PROBLEM TO WORK ON -
Reproduce every line of the records below verbatim, with nothing changed, added, or left out.

TASK INPUTS -
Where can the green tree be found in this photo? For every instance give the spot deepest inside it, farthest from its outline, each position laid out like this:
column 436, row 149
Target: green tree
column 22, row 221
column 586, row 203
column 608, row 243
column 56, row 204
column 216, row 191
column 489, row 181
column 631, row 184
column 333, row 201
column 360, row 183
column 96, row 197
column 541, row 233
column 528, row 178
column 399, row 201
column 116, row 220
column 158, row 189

WRITTEN REPLY -
Where can the green tree be found in this photo? For every instance give the spot deepest inside it, farthest from its outline, each position laid out like this:
column 436, row 149
Target: green tree
column 22, row 221
column 586, row 203
column 608, row 243
column 56, row 204
column 216, row 191
column 489, row 181
column 631, row 184
column 333, row 201
column 360, row 183
column 96, row 197
column 541, row 233
column 528, row 178
column 399, row 201
column 116, row 220
column 158, row 189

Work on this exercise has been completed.